---- PROVIDED ENTRIES

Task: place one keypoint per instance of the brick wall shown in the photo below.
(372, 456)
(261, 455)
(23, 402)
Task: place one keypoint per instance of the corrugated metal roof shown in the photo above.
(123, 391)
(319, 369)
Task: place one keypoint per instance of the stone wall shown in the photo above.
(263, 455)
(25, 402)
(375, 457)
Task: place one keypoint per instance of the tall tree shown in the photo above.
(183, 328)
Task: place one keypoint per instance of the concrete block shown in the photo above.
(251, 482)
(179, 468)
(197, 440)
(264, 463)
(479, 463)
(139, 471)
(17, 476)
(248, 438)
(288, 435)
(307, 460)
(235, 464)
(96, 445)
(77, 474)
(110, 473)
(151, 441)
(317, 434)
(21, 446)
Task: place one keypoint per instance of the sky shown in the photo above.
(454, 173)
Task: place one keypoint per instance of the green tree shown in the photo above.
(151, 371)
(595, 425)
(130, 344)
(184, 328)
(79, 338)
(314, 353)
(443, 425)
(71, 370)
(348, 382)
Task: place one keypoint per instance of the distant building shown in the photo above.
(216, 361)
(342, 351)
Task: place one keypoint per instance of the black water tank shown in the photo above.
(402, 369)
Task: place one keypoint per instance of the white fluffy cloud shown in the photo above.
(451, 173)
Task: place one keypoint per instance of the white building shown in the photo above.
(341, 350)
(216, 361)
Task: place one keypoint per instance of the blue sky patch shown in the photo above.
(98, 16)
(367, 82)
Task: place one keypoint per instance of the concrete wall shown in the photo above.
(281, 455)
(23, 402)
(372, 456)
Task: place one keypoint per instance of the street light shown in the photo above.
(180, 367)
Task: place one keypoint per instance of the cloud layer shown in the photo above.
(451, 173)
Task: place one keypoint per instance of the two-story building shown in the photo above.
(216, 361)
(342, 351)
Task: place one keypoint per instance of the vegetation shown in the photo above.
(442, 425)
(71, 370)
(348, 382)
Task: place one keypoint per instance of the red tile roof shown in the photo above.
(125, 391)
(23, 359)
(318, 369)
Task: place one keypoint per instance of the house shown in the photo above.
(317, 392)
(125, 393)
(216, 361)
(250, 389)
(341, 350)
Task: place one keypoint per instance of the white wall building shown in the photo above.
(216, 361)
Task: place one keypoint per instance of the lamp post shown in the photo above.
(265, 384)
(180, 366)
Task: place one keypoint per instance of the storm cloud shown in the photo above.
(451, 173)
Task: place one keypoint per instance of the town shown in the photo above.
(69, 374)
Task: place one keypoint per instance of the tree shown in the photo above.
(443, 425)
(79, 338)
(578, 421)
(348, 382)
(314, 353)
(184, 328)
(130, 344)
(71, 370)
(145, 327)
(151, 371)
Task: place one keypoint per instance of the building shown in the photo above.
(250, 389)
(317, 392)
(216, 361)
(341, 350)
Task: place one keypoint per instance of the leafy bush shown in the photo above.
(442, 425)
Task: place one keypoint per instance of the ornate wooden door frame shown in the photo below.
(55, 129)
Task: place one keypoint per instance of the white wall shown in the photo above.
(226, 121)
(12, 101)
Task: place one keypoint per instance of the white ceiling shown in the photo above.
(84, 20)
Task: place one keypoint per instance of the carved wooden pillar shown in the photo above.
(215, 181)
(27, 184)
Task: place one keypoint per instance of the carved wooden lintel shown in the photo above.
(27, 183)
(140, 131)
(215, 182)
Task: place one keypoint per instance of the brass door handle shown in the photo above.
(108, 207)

--------

(EXERCISE OBJECTIVE)
Go back to the data above and please quote exactly, and only, the lines from the line with "Task: place one keypoint per instance of the white ceiling" through its last line.

(RESULT OF THE TASK)
Task: place one keypoint per instance of the white ceiling shown in the photo above.
(84, 20)
Task: place one keypoint per instance of the carved wooden pillar shown in the photo above.
(215, 181)
(27, 184)
Task: place one keypoint per instance of the carved wooden lintel shown in the photo above.
(27, 183)
(140, 131)
(215, 182)
Task: place one keypoint per instance of the brass door handle shown in the photo above.
(108, 207)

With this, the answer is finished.